• [Ausgewählter Abschnitt]:
'''

Die Demonstrierenden wollten weitergehen – weiter als die 400 Meter vom Berner Bahnhof zum Bundeshaus. Zielstrebig versuchten die Protestierenden an der Spitze, den Bundesplatz über die Amthausgasse zu verlassen. Doch diese war durch eine Baustelle verengt und am Ende von zwei Gitterwagen und Polizist:innen in Vollmontur abgesperrt.

Hanna, Elisa, Jana, Kiro und Nina* liefen unabhängig voneinander mit der Demonstration in Richtung Polizeisperre. Kurz darauf richtete die Polizei den Wasserwerfer auf die Demonstrierenden, schoss Reizgas und Gummischrot in die Menge. Als Antwort flogen Steine, Flaschen und Farbballone in Richtung Polizei. Die Situation sei chaotisch gewesen. «Auf dem Weg sah ich zwei Personen, die am Kopf bluteten», berichtet Jana. Hanna wiederum liefen zweimal Personen entgegen, die eine:n bewusstlose:n Demonstrant:in wegtrugen. Auch sie half mit, eine verletzte Person zu versorgen. Und Elisa sah, wie die Menschen vom Reizgas husteten, weinten, sich übergeben mussten.

«Ungezügelte Brutalität»

Die WOZ hat im vergangenen Monat mit insgesamt zehn Demonstrant:innen darüber gesprochen, was an jenem Samstag in Bern passiert ist. Am 11. Oktober, als sich gut 8000 Menschen zu einer vielfältigen Grossdemonstration ohne Bewilligung versammelten – gegen den Horror in Gaza und für die palästinensische Unabhängigkeit. Seither werfen 46 Organisationen in einer gemeinsamen Medienmitteilung den Polizeikräften «ungezügelte Brutalität» vor. Eine Delegation der Demokratischen Jurist*innen Bern (DJB) sowie Vertreter:innen von Amnesty International beobachteten das Geschehen vor Ort.

«Nachladen, wieder aufstehen, von oben in die Menge schiessen», beschreibt Kiro das Vorgehen der Polizei. Videoaufnahmen zeigen, wie sich Polizist:innen auf Gitterwagen postierten, um mit Granatwerfern Gummigeschosse in die Menge hinabzuschiessen. Kiro schildert, wie er von einem sogenannten Wuchtgeschoss an der Hand getroffen wurde und einen Finger mehrere Wochen nicht richtig bewegen konnte. Elisa traf ein Gummiprojektil am Kopf, sie erlitt eine Platzwunde und ein leichtes Schädel-Hirn-Trauma. Auch um sie herum hatten Menschen Verletzungen am Kopf. Noch nie habe sie bei einer Demonstration so viel Blut gesehen, sagt sie.

Wuchtgeschoss und Gummiprojektil der Berner Polizei
Wuchtgeschoss (links) und Gummiprojektil 
der Berner Polizei.
Foto: «Republik»

'''

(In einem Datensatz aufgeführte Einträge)
'''

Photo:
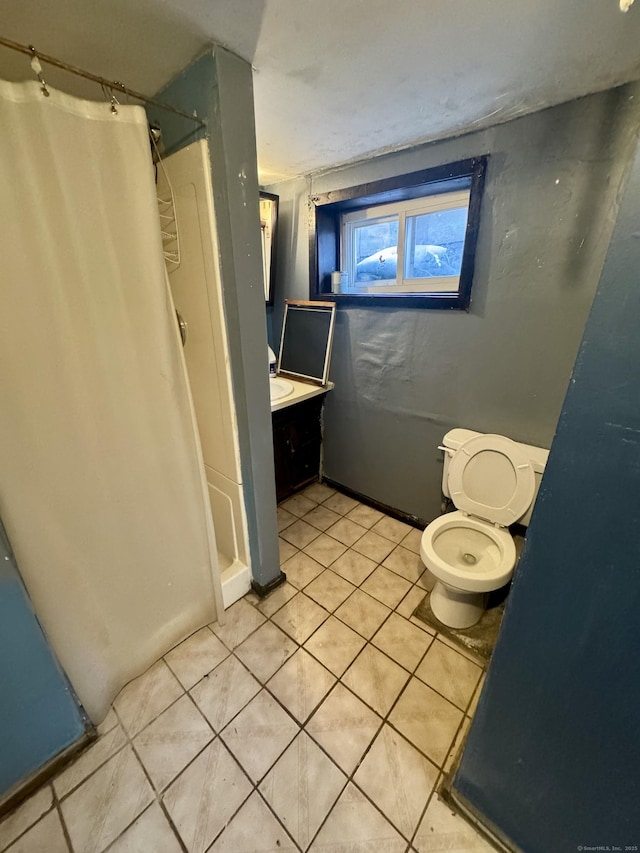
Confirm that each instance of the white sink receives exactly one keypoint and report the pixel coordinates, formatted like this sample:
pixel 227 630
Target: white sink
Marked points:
pixel 279 388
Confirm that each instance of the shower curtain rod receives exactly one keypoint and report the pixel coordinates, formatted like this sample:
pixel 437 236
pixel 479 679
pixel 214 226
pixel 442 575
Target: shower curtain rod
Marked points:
pixel 112 85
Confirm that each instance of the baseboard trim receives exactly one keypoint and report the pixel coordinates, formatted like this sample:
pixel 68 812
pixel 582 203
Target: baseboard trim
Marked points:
pixel 262 590
pixel 413 520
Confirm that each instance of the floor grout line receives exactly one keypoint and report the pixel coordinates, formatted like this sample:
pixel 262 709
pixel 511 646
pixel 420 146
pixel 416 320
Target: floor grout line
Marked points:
pixel 368 642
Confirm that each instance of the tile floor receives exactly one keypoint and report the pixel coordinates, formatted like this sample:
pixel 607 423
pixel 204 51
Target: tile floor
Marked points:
pixel 320 719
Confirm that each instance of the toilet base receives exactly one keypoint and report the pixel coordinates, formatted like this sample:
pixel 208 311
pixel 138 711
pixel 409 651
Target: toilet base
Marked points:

'''

• [Ziel]:
Wie geht der Bericht über die Demonstration in Bern weiter? Führen Sie ihn im Anschluss an seinen letzten Satz fort.

• [Antwort]:
Als die Ersten der Demonstration auf den Bundesplatz zurückkehrten, wurde laut geklatscht. «Die Leute haben sich nicht einschüchtern lassen», sagt Jana. Die Tausenden Demonstrant:innen stimmten Parolen an – «Tout le monde déteste la police» (Die ganze Welt hasst die Polizei), «Shame on you» (Schämt euch) –, dem Bundeshaus und der Polizei entgegen. Die Scheiben der UBS-Filiale am Bundesplatz lagen in Scherben. Die Grossbank investiert in Rüstungskonzerne wie Elbit, die Waffen an die israelische Armee liefern.

Schliesslich bewegte sich die Demonstration, wie von der Polizei per Durchsage angeordnet, über die Schauplatzgasse zurück zum Bahnhofsplatz. Auf dem Weg befanden sich laut den DJB viele Passant:innen. Am Ende der Gasse stellte sich eine Reihe Polizist:innen mit Wasserwerfer auf, die Demonstrant:innen liefen weiter. Daraufhin soll die Polizei laut den DJB ohne Ankündigung aus etwa fünf Metern Entfernung mit Gummischrot auf die Menge geschossen haben. Mehrere Verletzte meldeten sich kurz darauf bei den Beobachter:innen der DJB.

Elf Stunden im Kessel

Es folgten ein Wasserwerfereinsatz, Gummischrot – Panik brach aus, die Leute versuchten wegzurennen. Doch die Polizei trieb einen Keil in die Menge, kesselte die vorderen Demonstrant:innen ein. Kiro berichtet, wie er dabei an eine Hauswand gedrückt worden sei, woraufhin ihn Polizist:innen mit Schlagstöcken geprügelt hätten. «Es herrschte pures Chaos im Kessel», sagt Hanna. «Ich wurde so zusammengedrückt, ich bekam kaum Luft.» Videos zeigen, wie die Polizei aus wenigen Metern Distanz Gummischrot auf den Kessel schiesst, Demonstrant:innen von aussen Barmöbel und Farbballone in Richtung Polizei werfen.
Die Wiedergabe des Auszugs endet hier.